Text section Start Marker
Humans, like all mammals, expend energy to keep their internal temperatures within a healthy range. Modern human cities do the same thing — because we built them that way.
A study published in the journal PLOS Climate in April takes a new look at how household energy use changes with rising temperatures, applying a model traditionally used for studying animals.
For urban planners, energy companies and emergency managers, the work has implications for energy grid security, cost predictions and saving lives from heat waves. And for Halley Hughes ’23, who is the study’s lead author, the project is the culmination of her undergraduate career as a research assistant in the Bridging Biodiversity and Conservation Science program at the University of Arizona’s Institute for Resilience, or AIR.
Hughes began the work that led to the journal article at the height of the pandemic lockdowns. She was bored and had, she says, “that itch to do research.” The work has been a stepping stone on her path to helping communities become more resilient in the face of environmental change.
Text section End Marker
Excerpted records Start Marker
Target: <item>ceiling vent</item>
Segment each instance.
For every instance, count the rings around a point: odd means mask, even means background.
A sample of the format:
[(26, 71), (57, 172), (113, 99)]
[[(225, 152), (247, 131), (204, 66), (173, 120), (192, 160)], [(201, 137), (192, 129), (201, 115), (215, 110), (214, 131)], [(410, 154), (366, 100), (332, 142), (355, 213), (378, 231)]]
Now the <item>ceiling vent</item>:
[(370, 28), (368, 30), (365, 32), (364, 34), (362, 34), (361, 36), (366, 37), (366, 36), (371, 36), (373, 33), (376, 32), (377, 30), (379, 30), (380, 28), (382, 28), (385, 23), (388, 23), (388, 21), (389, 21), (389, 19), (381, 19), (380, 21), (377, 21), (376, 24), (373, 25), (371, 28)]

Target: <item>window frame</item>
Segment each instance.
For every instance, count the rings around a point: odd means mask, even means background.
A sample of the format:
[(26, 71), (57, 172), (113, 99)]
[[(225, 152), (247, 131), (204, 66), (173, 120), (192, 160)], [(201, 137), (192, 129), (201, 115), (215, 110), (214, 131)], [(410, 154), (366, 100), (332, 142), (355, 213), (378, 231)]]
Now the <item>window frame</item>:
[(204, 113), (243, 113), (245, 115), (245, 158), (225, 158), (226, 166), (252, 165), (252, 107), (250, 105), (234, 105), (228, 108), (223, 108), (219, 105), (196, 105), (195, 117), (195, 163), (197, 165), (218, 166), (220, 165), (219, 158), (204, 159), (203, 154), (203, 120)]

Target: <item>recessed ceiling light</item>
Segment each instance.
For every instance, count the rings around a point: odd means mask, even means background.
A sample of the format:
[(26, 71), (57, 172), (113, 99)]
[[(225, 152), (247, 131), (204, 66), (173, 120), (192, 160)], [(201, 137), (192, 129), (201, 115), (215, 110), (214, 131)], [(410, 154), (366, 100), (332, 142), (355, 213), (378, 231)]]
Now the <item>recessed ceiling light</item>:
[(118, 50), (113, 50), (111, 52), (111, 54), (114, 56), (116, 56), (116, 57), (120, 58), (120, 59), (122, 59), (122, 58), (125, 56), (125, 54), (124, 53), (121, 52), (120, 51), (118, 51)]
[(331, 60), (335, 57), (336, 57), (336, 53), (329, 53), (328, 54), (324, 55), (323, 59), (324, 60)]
Excerpted records End Marker
### Explore the material
#1 Reproduce the article on household energy use and heat, from "A study published" up to and including "Resilience, or AIR.".
#2 Resume the article on household energy use and heat at the point where it stops.

### Answers to each task
#1
A study published in the journal PLOS Climate in April takes a new look at how household energy use changes with rising temperatures, applying a model traditionally used for studying animals.
For urban planners, energy companies and emergency managers, the work has implications for energy grid security, cost predictions and saving lives from heat waves. And for Halley Hughes ’23, who is the study’s lead author, the project is the culmination of her undergraduate career as a research assistant in the Bridging Biodiversity and Conservation Science program at the University of Arizona’s Institute for Resilience, or AIR.

#2
Hughes applied an approach that treats buildings — and, on a larger scale, cities — as if they were living things. In a way, she says, it makes sense.
“Humans made buildings, and we use buildings to maintain a normal temperature for us. To do that, the buildings use external energy in the form of fossil fuels or, if you’re lucky, alternative energy sources,” she says.
ʻThe internships and scholarships provided by our program empower students with real-world experiences, teaching them the ways in which they can make meaningful change in their communities and across the globe through science and environmental communication.’
The approach was pioneered by Richard Hill, a now-retired biologist at Michigan State University who applied a mathematical model for studying how mammals regulate their body temperatures to an entirely new area: investigating how human-made infrastructure uses energy in the same way to regulate internal spaces in cold climates.
Previously, Hill’s model had only been evaluated in cold and moderately warm climates. Hughes’ study extends Hill’s work to look at the effects of hot weather on energy use in buildings.
“Dr. Hill looked at cold places,” she says. “We looked at all of Arizona, which includes cities that can get as hot as 120 degrees Fahrenheit.”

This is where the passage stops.